Stated task: Set down every record once more, exactly as given.

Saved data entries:
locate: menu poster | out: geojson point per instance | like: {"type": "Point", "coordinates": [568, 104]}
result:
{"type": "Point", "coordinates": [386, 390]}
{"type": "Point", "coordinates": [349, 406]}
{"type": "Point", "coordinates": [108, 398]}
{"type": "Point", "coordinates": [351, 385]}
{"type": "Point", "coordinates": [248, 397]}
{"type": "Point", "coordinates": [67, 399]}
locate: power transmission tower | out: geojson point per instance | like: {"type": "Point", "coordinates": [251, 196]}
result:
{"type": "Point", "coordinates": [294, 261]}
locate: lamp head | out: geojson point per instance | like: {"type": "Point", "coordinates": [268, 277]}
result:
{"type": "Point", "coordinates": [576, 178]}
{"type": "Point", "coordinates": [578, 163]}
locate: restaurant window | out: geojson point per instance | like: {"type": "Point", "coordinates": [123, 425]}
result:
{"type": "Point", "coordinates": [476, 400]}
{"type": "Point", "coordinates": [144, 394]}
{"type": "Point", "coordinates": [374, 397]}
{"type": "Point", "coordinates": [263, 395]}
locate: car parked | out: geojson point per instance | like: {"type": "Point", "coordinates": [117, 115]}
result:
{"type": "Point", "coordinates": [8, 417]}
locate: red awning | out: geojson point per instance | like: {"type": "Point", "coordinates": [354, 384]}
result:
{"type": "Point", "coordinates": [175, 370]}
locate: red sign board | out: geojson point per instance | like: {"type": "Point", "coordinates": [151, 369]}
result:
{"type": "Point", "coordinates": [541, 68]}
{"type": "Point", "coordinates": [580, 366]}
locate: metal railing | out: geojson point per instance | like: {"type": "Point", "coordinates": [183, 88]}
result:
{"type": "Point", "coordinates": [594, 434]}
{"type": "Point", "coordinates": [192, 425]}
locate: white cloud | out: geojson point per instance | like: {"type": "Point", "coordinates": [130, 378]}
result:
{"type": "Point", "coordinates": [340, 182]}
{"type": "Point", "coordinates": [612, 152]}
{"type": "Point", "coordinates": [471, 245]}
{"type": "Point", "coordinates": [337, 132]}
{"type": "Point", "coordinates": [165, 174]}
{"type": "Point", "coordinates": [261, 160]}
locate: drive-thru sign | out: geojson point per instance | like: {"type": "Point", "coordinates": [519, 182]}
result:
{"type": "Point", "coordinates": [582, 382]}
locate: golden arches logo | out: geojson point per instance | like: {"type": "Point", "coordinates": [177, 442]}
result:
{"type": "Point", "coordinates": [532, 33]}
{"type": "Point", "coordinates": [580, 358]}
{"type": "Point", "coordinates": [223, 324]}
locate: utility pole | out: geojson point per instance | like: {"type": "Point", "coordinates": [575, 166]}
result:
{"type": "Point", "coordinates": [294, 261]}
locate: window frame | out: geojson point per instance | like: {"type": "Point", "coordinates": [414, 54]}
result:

Task output:
locate: menu poster | out: geojson point per instance | like: {"type": "Point", "coordinates": [568, 104]}
result:
{"type": "Point", "coordinates": [386, 390]}
{"type": "Point", "coordinates": [349, 406]}
{"type": "Point", "coordinates": [108, 398]}
{"type": "Point", "coordinates": [351, 385]}
{"type": "Point", "coordinates": [248, 397]}
{"type": "Point", "coordinates": [67, 399]}
locate: power transmission tower | out: geojson point per instance | like: {"type": "Point", "coordinates": [251, 196]}
result:
{"type": "Point", "coordinates": [294, 261]}
locate: lamp head | out: geojson point per instance | like: {"type": "Point", "coordinates": [268, 277]}
result:
{"type": "Point", "coordinates": [576, 178]}
{"type": "Point", "coordinates": [578, 163]}
locate: restaurant window | out: geojson point per instance | like: {"type": "Point", "coordinates": [123, 425]}
result:
{"type": "Point", "coordinates": [476, 400]}
{"type": "Point", "coordinates": [144, 394]}
{"type": "Point", "coordinates": [374, 397]}
{"type": "Point", "coordinates": [263, 395]}
locate: car parked | out: geojson point per instance | like: {"type": "Point", "coordinates": [117, 115]}
result:
{"type": "Point", "coordinates": [8, 417]}
locate: red awning | out: geojson point per instance | like: {"type": "Point", "coordinates": [354, 384]}
result:
{"type": "Point", "coordinates": [175, 370]}
locate: red sign board | out: geojson point per instance | like: {"type": "Point", "coordinates": [151, 369]}
result:
{"type": "Point", "coordinates": [541, 68]}
{"type": "Point", "coordinates": [580, 366]}
locate: metal railing | out: geojson point per instance | like: {"type": "Point", "coordinates": [183, 88]}
result:
{"type": "Point", "coordinates": [594, 434]}
{"type": "Point", "coordinates": [192, 425]}
locate: white cloud | out: geojson point per instance | like: {"type": "Point", "coordinates": [130, 378]}
result:
{"type": "Point", "coordinates": [340, 182]}
{"type": "Point", "coordinates": [612, 152]}
{"type": "Point", "coordinates": [471, 245]}
{"type": "Point", "coordinates": [337, 132]}
{"type": "Point", "coordinates": [165, 174]}
{"type": "Point", "coordinates": [261, 160]}
locate: drive-thru sign | out: geojson point per instance | like: {"type": "Point", "coordinates": [519, 182]}
result:
{"type": "Point", "coordinates": [582, 382]}
locate: golden arches logo | out: geojson point per instance | like: {"type": "Point", "coordinates": [177, 442]}
result:
{"type": "Point", "coordinates": [532, 33]}
{"type": "Point", "coordinates": [580, 358]}
{"type": "Point", "coordinates": [223, 324]}
locate: utility pole | out: geojson point per instance | like: {"type": "Point", "coordinates": [575, 166]}
result:
{"type": "Point", "coordinates": [294, 261]}
locate: window frame | out: geojson point per instance | like: {"type": "Point", "coordinates": [414, 54]}
result:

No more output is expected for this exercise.